TASK BRIEF
Return verbatim the lines of the records below, starting at the line that contains "Please put a point on each instance of the vegetation" and ending with the final line of the records.

(Dataset excerpt)
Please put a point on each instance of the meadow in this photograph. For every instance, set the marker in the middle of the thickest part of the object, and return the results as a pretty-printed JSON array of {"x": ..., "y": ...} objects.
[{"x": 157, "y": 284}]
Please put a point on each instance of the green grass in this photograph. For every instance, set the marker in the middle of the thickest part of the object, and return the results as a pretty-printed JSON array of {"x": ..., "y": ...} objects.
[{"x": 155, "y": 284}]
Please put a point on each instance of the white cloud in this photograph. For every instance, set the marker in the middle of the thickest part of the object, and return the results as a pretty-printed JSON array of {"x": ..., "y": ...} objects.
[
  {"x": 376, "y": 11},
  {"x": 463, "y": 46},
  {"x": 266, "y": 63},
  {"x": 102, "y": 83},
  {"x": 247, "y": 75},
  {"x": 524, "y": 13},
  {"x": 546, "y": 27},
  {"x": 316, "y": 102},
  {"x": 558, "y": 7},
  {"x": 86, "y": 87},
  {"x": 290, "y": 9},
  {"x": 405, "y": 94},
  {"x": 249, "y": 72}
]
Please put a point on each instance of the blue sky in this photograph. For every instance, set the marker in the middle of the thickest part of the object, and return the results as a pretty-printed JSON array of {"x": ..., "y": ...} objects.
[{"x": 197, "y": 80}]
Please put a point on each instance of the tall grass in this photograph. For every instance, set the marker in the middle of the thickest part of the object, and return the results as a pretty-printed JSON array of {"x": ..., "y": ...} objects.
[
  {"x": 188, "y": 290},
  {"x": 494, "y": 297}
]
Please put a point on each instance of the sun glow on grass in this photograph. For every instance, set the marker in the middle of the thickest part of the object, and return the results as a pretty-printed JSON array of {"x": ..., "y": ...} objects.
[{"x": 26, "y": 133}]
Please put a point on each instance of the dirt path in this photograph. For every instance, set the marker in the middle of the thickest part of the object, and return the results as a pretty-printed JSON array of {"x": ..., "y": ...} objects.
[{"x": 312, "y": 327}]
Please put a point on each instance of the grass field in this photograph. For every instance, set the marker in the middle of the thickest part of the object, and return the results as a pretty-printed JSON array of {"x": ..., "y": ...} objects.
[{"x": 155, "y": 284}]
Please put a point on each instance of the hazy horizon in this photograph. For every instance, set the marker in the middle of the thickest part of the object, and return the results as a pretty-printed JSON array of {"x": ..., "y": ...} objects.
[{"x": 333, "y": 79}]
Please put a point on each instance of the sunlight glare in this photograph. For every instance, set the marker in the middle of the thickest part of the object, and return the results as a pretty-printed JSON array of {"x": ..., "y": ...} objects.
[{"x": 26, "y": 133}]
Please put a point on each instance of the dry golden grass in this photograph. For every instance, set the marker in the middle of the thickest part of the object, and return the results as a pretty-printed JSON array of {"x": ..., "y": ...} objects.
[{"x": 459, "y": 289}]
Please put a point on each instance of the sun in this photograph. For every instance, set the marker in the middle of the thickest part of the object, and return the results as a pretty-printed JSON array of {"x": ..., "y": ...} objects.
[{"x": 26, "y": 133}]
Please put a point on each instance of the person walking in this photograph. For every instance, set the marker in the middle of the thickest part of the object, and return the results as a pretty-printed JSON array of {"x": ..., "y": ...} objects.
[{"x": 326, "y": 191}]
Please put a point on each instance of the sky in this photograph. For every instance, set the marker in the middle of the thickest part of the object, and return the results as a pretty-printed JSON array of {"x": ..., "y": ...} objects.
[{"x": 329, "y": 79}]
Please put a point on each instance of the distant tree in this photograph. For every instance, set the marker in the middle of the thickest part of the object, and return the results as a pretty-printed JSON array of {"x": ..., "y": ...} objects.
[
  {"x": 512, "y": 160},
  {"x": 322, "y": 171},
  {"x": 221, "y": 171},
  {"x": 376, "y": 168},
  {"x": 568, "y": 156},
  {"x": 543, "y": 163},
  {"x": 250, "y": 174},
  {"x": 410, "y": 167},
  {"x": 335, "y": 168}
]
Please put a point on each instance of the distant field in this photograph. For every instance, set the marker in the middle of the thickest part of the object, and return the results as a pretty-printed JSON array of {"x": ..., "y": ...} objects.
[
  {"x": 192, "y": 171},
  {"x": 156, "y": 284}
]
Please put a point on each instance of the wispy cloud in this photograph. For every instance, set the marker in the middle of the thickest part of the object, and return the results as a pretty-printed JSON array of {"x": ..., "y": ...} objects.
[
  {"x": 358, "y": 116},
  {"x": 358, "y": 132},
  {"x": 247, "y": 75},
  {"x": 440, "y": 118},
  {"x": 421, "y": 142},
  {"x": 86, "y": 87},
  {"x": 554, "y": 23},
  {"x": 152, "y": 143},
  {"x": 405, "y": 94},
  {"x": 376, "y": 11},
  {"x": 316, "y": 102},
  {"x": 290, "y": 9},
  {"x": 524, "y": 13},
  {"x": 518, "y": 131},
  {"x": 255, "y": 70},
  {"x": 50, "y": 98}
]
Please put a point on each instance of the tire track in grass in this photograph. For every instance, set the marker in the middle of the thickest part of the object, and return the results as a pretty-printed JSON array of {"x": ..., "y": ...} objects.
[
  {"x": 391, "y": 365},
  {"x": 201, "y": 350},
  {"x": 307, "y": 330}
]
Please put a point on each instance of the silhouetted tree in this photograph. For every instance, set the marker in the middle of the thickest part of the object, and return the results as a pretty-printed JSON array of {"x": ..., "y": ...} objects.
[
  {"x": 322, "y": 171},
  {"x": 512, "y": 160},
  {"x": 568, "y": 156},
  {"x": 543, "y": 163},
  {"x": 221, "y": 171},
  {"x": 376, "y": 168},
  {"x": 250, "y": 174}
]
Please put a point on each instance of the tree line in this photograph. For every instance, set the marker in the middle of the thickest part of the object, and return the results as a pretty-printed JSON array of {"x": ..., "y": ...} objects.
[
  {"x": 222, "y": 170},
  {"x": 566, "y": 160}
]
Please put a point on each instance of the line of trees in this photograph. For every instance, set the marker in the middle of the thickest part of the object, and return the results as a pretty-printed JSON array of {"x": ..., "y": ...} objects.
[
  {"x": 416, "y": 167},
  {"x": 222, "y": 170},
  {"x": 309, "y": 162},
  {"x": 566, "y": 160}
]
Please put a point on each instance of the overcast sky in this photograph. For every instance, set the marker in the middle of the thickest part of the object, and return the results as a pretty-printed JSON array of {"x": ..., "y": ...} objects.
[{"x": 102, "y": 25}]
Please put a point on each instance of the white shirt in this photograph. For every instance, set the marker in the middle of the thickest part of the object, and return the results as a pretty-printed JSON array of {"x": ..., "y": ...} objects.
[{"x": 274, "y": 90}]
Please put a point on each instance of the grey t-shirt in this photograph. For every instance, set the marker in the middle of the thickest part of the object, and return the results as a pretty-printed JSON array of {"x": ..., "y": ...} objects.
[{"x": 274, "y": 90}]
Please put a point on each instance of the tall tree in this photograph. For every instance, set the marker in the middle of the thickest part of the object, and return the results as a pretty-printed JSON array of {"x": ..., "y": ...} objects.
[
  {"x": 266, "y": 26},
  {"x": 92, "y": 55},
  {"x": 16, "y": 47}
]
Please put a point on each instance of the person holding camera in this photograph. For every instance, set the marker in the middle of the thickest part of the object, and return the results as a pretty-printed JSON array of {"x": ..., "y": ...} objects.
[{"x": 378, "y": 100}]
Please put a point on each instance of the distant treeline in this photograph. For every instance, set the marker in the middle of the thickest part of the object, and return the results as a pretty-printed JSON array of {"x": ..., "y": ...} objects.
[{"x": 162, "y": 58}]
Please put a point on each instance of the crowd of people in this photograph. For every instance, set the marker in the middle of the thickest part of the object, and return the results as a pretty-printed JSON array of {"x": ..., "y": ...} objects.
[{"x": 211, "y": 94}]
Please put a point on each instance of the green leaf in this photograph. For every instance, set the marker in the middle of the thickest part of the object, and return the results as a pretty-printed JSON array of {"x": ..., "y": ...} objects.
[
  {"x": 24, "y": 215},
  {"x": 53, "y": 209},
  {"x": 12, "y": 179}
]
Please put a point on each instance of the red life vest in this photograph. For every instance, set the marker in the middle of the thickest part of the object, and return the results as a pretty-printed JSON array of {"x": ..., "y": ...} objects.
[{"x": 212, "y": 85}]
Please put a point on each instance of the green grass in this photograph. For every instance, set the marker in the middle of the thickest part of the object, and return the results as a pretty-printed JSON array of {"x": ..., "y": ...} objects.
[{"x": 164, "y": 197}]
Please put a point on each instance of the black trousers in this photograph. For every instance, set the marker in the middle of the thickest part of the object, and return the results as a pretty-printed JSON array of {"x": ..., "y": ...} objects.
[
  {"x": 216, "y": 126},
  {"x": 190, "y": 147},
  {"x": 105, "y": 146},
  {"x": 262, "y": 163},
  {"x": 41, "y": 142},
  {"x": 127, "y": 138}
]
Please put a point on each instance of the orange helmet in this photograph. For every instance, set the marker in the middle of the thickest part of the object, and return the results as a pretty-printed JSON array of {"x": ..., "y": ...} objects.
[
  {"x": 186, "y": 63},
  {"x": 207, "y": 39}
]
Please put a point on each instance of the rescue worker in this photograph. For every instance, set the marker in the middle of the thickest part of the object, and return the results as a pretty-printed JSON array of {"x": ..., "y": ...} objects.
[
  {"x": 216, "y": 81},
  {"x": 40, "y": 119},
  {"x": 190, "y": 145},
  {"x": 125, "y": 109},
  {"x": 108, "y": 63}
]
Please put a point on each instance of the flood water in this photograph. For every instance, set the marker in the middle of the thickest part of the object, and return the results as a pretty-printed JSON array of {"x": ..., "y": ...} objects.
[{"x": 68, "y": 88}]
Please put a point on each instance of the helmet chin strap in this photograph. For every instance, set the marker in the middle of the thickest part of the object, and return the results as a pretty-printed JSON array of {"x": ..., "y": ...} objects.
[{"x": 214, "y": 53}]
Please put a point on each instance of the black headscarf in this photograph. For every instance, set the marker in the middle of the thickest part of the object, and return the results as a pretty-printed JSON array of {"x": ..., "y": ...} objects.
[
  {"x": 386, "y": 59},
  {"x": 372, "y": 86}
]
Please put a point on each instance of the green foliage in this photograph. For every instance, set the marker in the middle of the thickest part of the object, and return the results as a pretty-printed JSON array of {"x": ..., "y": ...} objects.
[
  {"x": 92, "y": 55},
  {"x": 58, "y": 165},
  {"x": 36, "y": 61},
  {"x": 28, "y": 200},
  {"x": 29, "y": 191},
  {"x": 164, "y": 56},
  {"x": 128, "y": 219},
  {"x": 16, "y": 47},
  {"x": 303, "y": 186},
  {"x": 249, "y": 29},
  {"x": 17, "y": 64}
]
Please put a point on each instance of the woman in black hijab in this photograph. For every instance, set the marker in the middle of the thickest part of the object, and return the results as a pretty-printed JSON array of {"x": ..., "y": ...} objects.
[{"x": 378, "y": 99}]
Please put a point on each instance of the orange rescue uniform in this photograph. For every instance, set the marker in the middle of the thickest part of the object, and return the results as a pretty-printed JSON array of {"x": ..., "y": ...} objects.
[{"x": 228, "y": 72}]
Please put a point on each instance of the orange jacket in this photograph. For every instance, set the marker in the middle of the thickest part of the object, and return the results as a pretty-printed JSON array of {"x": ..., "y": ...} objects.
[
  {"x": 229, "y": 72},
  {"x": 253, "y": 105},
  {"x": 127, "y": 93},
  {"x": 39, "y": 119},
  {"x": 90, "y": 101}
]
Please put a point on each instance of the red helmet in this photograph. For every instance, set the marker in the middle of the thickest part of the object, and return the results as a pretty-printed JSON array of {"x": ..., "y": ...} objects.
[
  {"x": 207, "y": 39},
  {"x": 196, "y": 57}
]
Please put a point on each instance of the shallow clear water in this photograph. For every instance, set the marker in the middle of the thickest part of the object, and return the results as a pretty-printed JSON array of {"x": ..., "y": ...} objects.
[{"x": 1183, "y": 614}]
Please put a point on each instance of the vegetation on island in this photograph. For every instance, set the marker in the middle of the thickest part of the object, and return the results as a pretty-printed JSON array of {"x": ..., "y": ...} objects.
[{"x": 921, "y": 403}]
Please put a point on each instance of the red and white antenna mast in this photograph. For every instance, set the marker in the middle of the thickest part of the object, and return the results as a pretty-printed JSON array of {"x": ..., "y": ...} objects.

FULL SOLUTION
Please put a point on each instance of the vegetation on island in this photograph. For every instance, set the marker in the middle of the thickest part of the object, and return the results as a pretty-printed JSON array of {"x": ..., "y": ...} objects.
[{"x": 921, "y": 403}]
Please put a point on each instance of the red and white antenna mast in this photograph. For every instance, set the marker in the middle of the thickest part of the object, and return the results as a pretty-printed JSON array of {"x": ..., "y": ...} objects.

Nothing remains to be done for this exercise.